:: WHAT YOU NEED TO DO ::
Reproduce the data from the line with "I'd appreciate your help here — please identify the dirt" to the line with "[[234, 144, 241, 158]]", both lines included, keeping the requests unchanged. Multiply each bounding-box coordinate in the answers by 2.1 and round to whole numbers, with halves rounded up.

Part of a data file
#####

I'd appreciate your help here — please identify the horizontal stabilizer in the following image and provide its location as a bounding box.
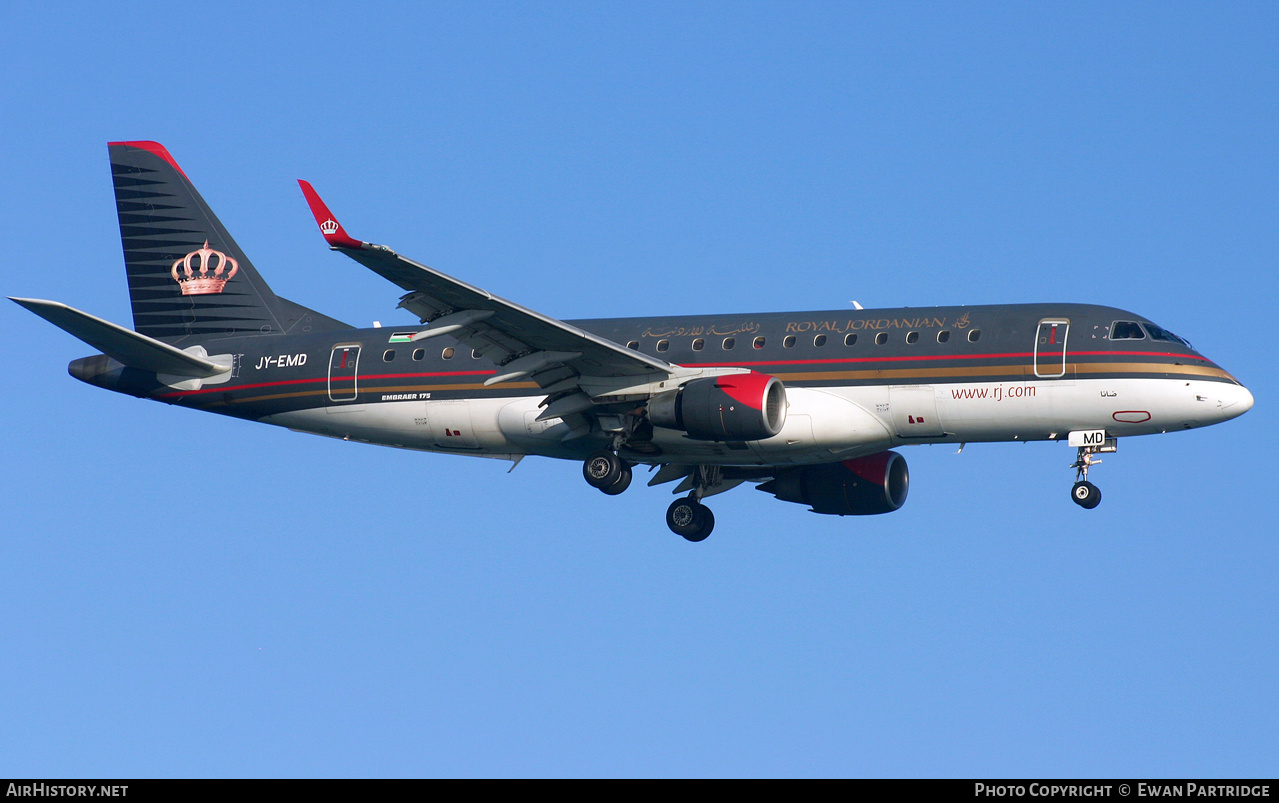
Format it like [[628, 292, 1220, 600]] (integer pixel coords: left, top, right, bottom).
[[9, 297, 230, 378]]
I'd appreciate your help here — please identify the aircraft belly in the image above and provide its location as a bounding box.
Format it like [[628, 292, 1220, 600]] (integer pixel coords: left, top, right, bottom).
[[260, 399, 524, 455], [749, 387, 891, 464]]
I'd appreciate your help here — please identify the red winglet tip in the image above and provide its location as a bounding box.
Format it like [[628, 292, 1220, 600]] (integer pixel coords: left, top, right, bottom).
[[106, 139, 191, 182], [298, 179, 363, 248]]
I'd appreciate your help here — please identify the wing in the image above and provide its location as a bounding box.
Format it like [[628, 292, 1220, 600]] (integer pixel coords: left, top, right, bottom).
[[298, 180, 677, 406]]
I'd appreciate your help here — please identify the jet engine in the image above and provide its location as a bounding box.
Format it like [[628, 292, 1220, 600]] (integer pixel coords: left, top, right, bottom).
[[648, 371, 787, 441], [758, 451, 911, 515]]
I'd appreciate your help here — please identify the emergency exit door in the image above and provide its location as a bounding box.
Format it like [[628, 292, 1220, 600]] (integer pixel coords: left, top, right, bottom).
[[1035, 318, 1071, 378]]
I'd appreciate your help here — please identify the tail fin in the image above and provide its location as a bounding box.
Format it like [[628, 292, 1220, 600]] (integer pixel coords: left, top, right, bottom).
[[109, 142, 349, 343]]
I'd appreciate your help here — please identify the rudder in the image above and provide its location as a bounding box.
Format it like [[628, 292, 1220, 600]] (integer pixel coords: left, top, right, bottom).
[[107, 142, 349, 343]]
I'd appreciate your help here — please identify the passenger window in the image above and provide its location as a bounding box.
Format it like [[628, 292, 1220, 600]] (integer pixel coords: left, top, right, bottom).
[[1110, 321, 1146, 340]]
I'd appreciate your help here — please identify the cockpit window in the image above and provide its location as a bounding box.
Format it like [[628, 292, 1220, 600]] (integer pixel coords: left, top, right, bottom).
[[1110, 321, 1146, 340], [1145, 324, 1189, 345]]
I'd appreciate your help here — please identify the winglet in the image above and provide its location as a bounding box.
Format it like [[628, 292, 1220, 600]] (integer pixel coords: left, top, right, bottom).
[[298, 179, 365, 248]]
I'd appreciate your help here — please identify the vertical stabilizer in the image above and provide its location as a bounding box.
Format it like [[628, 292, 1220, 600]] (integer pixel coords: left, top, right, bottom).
[[109, 142, 347, 341]]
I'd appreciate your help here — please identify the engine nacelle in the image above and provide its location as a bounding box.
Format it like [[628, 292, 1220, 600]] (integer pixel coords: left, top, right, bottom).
[[648, 371, 787, 441], [758, 451, 911, 515]]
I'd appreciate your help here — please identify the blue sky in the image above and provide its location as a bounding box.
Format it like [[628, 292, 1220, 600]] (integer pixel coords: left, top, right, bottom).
[[0, 3, 1279, 777]]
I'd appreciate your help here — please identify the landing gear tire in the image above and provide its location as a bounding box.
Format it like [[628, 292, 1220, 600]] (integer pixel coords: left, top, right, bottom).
[[582, 449, 631, 494], [666, 496, 715, 542], [1071, 482, 1101, 510], [600, 463, 631, 496]]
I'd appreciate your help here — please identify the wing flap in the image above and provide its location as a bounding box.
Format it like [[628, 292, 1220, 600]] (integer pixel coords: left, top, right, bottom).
[[298, 180, 674, 387]]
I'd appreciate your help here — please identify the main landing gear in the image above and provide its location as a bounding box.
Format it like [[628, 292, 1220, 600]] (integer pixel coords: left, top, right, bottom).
[[582, 449, 631, 496], [1071, 439, 1115, 510], [582, 449, 721, 541]]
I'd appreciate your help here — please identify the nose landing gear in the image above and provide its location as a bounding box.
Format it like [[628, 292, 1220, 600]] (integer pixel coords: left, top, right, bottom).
[[1071, 433, 1117, 510]]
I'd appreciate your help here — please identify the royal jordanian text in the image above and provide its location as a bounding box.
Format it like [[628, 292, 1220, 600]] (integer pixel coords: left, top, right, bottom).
[[5, 784, 129, 798]]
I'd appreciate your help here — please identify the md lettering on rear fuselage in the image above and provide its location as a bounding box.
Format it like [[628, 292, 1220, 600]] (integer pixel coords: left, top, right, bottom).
[[253, 352, 307, 371]]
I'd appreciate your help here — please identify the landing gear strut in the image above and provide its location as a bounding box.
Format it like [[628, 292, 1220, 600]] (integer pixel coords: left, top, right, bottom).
[[582, 449, 631, 496], [666, 465, 723, 542], [1071, 439, 1115, 510]]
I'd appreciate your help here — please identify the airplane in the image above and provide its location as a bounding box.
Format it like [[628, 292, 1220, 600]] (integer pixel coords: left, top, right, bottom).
[[12, 142, 1253, 542]]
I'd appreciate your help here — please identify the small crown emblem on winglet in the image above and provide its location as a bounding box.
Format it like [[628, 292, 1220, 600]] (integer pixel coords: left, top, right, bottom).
[[170, 240, 239, 295]]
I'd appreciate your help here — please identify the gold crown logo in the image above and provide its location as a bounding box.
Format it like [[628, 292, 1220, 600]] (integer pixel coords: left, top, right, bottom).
[[170, 240, 239, 295]]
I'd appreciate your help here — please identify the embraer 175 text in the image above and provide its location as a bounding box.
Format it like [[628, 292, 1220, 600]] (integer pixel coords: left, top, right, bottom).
[[13, 142, 1252, 541]]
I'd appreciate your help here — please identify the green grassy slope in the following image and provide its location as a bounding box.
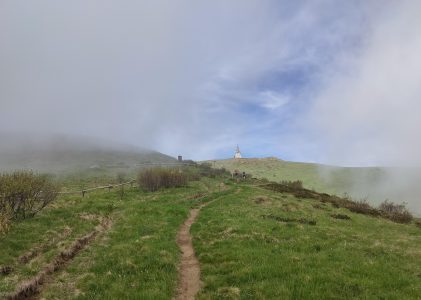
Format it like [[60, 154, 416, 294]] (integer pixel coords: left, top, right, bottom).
[[192, 184, 421, 299], [208, 158, 412, 214], [0, 134, 176, 174], [0, 173, 421, 299], [0, 179, 225, 299], [208, 157, 384, 193]]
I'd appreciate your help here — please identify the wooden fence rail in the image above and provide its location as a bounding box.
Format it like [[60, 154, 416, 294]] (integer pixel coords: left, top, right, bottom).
[[58, 180, 136, 197]]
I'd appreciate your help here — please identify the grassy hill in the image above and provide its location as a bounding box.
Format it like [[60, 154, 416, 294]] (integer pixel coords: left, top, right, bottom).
[[0, 170, 421, 299], [0, 134, 176, 174], [212, 157, 421, 215]]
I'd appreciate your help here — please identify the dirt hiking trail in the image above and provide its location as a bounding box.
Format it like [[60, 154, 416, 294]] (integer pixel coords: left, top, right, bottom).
[[176, 202, 210, 300]]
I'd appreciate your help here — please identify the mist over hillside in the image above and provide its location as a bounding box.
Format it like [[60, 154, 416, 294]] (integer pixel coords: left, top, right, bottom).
[[209, 157, 421, 215], [0, 133, 175, 173]]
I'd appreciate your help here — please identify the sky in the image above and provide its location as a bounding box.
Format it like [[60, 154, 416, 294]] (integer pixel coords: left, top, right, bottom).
[[0, 0, 421, 166]]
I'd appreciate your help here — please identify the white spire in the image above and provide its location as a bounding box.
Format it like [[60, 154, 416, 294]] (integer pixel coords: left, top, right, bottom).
[[234, 144, 241, 158]]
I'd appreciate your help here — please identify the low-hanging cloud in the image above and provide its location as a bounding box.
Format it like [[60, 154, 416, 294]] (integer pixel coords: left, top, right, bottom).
[[0, 0, 361, 159]]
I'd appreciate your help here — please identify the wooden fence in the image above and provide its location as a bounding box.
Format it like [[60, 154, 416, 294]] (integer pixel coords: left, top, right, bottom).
[[58, 180, 136, 197]]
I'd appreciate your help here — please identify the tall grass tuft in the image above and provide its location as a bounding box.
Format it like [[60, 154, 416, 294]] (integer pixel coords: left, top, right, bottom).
[[137, 168, 188, 192], [0, 171, 58, 230], [379, 200, 413, 223]]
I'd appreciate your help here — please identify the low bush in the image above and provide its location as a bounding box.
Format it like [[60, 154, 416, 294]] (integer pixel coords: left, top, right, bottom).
[[0, 171, 58, 229], [379, 200, 413, 223], [137, 168, 188, 192], [197, 163, 230, 178], [263, 181, 413, 223]]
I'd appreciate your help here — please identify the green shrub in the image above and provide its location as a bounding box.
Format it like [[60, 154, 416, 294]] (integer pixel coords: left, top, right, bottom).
[[379, 200, 413, 223], [137, 168, 188, 192], [0, 171, 58, 227]]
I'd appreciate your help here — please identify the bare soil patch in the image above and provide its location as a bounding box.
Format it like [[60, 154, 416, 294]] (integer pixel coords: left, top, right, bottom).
[[176, 202, 210, 300], [5, 219, 111, 300]]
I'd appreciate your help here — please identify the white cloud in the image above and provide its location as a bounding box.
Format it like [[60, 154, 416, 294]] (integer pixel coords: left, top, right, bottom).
[[258, 91, 291, 110], [307, 1, 421, 165]]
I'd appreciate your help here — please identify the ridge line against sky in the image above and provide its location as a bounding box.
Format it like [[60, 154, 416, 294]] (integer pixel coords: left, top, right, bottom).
[[0, 0, 421, 166]]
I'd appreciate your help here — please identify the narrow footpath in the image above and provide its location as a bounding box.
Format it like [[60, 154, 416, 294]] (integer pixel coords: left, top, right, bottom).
[[176, 203, 208, 300]]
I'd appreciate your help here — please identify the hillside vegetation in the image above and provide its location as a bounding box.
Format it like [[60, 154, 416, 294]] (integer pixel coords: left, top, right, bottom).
[[208, 158, 421, 216], [0, 133, 176, 175], [0, 166, 421, 299]]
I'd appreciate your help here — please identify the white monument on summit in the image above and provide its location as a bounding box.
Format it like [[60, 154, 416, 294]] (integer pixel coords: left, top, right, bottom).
[[234, 145, 242, 158]]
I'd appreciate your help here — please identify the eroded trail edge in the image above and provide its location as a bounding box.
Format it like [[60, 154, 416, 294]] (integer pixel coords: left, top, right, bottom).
[[176, 202, 209, 300], [5, 219, 112, 300]]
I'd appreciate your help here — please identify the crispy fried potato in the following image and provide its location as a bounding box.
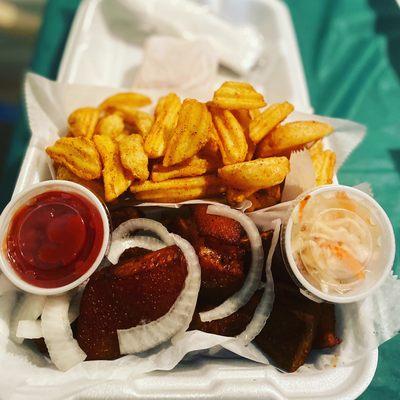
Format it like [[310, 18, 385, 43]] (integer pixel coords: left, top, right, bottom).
[[211, 107, 249, 165], [163, 99, 211, 167], [56, 165, 105, 201], [249, 108, 261, 119], [118, 134, 149, 181], [68, 107, 100, 139], [46, 137, 101, 180], [131, 175, 225, 203], [226, 187, 255, 207], [308, 139, 324, 158], [112, 104, 153, 138], [232, 109, 258, 161], [144, 93, 181, 158], [256, 121, 333, 157], [212, 81, 266, 110], [246, 185, 282, 212], [94, 113, 125, 139], [311, 150, 336, 186], [99, 92, 151, 110], [218, 157, 289, 190], [151, 156, 218, 182], [94, 135, 131, 201], [249, 101, 294, 143]]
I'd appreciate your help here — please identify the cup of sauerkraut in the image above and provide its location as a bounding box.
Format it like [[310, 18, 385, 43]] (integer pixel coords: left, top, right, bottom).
[[281, 185, 395, 303]]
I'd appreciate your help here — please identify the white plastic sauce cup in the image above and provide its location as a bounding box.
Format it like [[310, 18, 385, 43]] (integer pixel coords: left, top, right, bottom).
[[0, 180, 110, 296], [281, 185, 396, 303]]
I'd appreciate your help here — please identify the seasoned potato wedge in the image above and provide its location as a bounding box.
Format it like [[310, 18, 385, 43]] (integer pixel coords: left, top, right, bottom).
[[113, 104, 153, 138], [144, 93, 181, 158], [68, 107, 100, 139], [218, 157, 289, 190], [94, 135, 131, 201], [211, 108, 248, 165], [311, 150, 336, 186], [249, 101, 294, 143], [212, 81, 266, 110], [131, 175, 225, 203], [257, 121, 333, 157], [55, 165, 105, 201], [46, 137, 101, 180], [95, 113, 125, 139], [226, 187, 256, 207], [118, 134, 149, 181], [247, 185, 282, 212], [151, 156, 218, 182], [232, 109, 258, 161], [99, 92, 151, 110], [163, 99, 210, 167], [308, 139, 324, 158]]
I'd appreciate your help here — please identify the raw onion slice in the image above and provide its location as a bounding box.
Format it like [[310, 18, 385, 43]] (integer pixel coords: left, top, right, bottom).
[[200, 205, 264, 322], [111, 218, 174, 246], [16, 291, 83, 339], [107, 236, 165, 265], [10, 293, 46, 343], [42, 294, 86, 371], [0, 274, 18, 296], [16, 319, 43, 339], [238, 219, 281, 345], [117, 234, 201, 354]]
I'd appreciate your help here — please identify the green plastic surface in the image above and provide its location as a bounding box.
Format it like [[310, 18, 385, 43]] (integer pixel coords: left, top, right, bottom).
[[0, 0, 400, 400]]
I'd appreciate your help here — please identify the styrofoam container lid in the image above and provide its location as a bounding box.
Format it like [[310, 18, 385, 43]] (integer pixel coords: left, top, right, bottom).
[[282, 185, 396, 303]]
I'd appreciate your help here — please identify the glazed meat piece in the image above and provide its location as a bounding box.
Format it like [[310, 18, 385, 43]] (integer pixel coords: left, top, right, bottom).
[[118, 247, 151, 264], [189, 290, 262, 336], [110, 206, 143, 229], [192, 204, 243, 245], [77, 246, 187, 360], [255, 304, 316, 372], [195, 239, 245, 304], [313, 303, 341, 349], [168, 216, 199, 245]]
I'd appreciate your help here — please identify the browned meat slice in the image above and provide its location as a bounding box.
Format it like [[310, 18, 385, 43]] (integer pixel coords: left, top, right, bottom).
[[195, 240, 245, 304], [192, 204, 243, 245], [110, 206, 143, 229], [313, 303, 341, 349], [168, 216, 199, 245], [118, 247, 151, 264], [189, 291, 262, 336], [255, 305, 316, 372], [77, 246, 187, 360]]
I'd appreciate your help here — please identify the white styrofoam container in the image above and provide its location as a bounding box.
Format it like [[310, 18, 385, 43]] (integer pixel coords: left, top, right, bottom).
[[14, 0, 378, 400]]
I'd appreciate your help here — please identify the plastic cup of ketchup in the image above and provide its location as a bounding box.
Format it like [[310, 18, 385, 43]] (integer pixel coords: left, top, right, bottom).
[[0, 181, 110, 295]]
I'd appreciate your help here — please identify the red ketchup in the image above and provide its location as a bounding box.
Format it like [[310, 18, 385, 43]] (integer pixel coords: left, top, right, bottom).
[[5, 191, 104, 288]]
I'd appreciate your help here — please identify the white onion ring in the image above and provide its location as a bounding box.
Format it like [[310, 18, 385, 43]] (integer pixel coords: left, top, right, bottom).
[[200, 205, 264, 322], [16, 319, 43, 339], [107, 236, 165, 265], [237, 219, 281, 345], [41, 294, 86, 371], [16, 291, 83, 339], [117, 234, 201, 354], [0, 274, 18, 296], [10, 293, 46, 343], [111, 218, 174, 246]]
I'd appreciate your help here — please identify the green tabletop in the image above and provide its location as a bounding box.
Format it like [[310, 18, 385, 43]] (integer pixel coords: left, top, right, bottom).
[[0, 0, 400, 400]]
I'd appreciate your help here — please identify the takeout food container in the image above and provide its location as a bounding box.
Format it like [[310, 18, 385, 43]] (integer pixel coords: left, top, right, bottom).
[[0, 0, 388, 400], [281, 185, 396, 303], [0, 180, 111, 296]]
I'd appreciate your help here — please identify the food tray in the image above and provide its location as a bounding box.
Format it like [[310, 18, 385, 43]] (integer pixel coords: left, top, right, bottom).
[[14, 0, 378, 400]]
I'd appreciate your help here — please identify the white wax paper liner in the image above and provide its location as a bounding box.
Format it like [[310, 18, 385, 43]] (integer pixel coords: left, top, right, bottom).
[[0, 74, 400, 399]]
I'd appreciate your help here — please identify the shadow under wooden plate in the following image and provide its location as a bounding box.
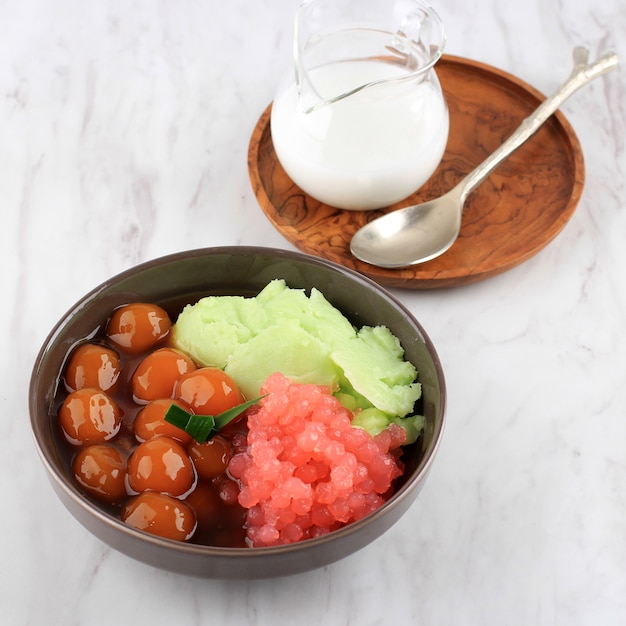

#####

:: SOLUTION TO THE PROBLEM ::
I'd appreciate your help here — please identify the dirt hiking trail in the image above and provide its location as a bounding box.
Format it like [[60, 154, 416, 294]] (integer pixel coords: left, top, right, bottom).
[[370, 424, 441, 630]]
I'd appreciate your help here — please identify the mist over hillside in the image above and provide its location as a bounding box.
Format it like [[60, 154, 416, 294]] (integer pixel coords: left, top, right, bottom).
[[439, 330, 884, 452], [0, 279, 368, 363]]
I'd appreciate your help here — please identify the sky in the image above and provide its location as a bounding box.
Format it like [[60, 154, 416, 294]] (integer pixel coords: left, top, right, bottom).
[[0, 0, 884, 349]]
I'd appreciate your help here — please identify the white spire in the image above and provide its location as a bounding box.
Format it like [[60, 154, 416, 294]] (integer pixel coords: left, top, right, bottom).
[[491, 302, 506, 332]]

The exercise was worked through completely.